··· Exercise input ···
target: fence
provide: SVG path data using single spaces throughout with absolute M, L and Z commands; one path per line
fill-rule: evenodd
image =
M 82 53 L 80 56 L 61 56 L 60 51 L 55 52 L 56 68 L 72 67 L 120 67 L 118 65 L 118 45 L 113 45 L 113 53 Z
···
● Task objective
Reproduce the listing above line for line, with no changes.

● Problem solution
target: fence
provide: SVG path data using single spaces throughout with absolute M, L and Z commands; one path per line
fill-rule: evenodd
image =
M 82 53 L 80 56 L 61 56 L 60 51 L 55 52 L 56 68 L 72 67 L 120 67 L 118 65 L 118 45 L 113 45 L 113 53 Z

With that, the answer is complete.